I cannot think of any other area of human endeavour where conclusions are drawn and headlines created by studying those companies or organisations that are getting it wrong, and putting their approaches on a par with those who are getting it right.

Of course in most other areas the actions of customers soon make it clearly obvious which companies are getting the introduction of technology right. Though we can see digitally evolved schools attracting more applications from parents and becoming over-subscribed, young people don’t have much choice once allocated to a school. Nor can they clearly see what is on offer from neighbouring schools. But they can react to what their school either does or does not offer. They do this by altering their level of engagement with the school and with learning. And this alters their level of concentration and the amount of time they are prepared to commit to thinking about and doing things that enhance their school achievements.

Measure these and you will have a way to assess which schools are getting it right. And from these schools you will be able to assess how technology should be used in school and out of school.

We have to get children to love learning.

May 8, 2015

Technology and the connected world are changing how we live and work – radically. Education has to move up to a completely new level of effectiveness. Some schools are achieving this and showing the way. And happily technology and the connected world provide the key enabling tools for this to happen.

The centre of education – as always – will remain the interactions between pupils and teachers. And the other ‘teaching’ interactions that teachers enable their pupils to have – from other pupils, parents and the wider community.

The big change that has to happen, is that we have to get all pupils to Love Learning.

It is only young people themselves who can raise their achievement. You can’t open a child’s brain and put learning inside. They have to do that themselves. And there are just two ways to get them to do this:

– pressurise children to learn.

→ **Request A**
Rewrite the listing from its start through the line containing "In every instance, a", with "mask" replaced by "region" and nothing else altered.

→ **Extracted data**
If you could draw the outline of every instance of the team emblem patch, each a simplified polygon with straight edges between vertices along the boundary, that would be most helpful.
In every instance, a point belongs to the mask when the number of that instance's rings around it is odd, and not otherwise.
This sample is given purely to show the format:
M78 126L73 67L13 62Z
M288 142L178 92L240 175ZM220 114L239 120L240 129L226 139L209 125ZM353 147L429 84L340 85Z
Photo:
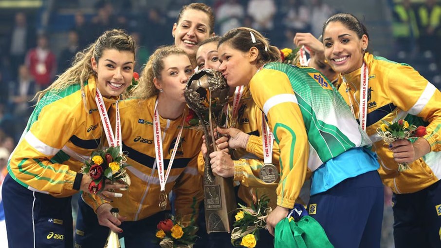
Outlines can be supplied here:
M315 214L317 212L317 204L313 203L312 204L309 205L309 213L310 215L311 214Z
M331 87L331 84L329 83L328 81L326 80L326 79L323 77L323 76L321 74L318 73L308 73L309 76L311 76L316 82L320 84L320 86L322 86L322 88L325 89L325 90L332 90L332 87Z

→ **Request B**
Extend the piece on getting children to love learning, picking up right after its final sentence.

→ **Task answer A**
If you could draw the outline of every instance of the team emblem patch, each a simplified polygon with straight edges between vertices along the boundary, that would be most helpful.
In every instance, a point belongs to the region when the number of that instance's rings around it is odd, and not otherwise.

→ **Task answer B**
– or ignite their thirst for learning. Engage them in wanting to learn.

Most schools in the UK operate by pressurising children to learn. For a start school is anyway compulsory. Then there are all the messages that if you don’t do well you won’t get qualifications and a decent job. Then teachers apply more pressure, sometimes in pleasant ways and sometimes in rather unpleasant ways. Then the school leaders apply more pressure on the teachers to push the kids into extra work and various interventions to hit league table targets. This is not to deny that these various pressures can ignite a thirst for learning in some children. But there is nowhere left to go when it doesn’t, except to apply more pressure. And pressure kills motivation and concentration for many children.

3rd millennium learning, or connected-world learning, is about getting the pressure and challenge to learn to come from within the child – by igniting their thirst for learning. Once it does ignite they will also happily respond to pressure from peers and teachers, which becomes pressure the pupils ask for and control, they want to learn. Naace has spent the last four years finding out from schools that manage to do this how they do it. The evidence in schools’ submissions for the 3rd Millennium Learning Award clearly shows other schools what has to be done.

Generating the much higher engagement in learning can only be done as a whole-school process. A culture has to be developed across the pupils that it is cool to learn, and fun to learn even if it is challenging. There has to be a whole-school growth mindset, that failure is the first step on the road to success and success will involve many failures. The school has to change the ‘game’, from a game that is all about achievement or failure, to one of the game being to help each other learn. Even the weakest students have to want to display their work to others for criticism, because the fun is in helping others and being helped. And the school has to work to ensure the criticism that comes back will be constructive and well balanced between praise and the pointing out of errors and weaknesses.

Underpinning these changes there has to be a creative curriculum, with pupils able to be creative in how they present work. Which means teachers ready to accept work presented in the form the pupil chooses, whether that be a traditional essay, a video, an animation, a presentation or a voice recording. Why should it matter as long as the teacher makes clear that they have to be able to assess the work in the same time as it would take them to mark a written answer.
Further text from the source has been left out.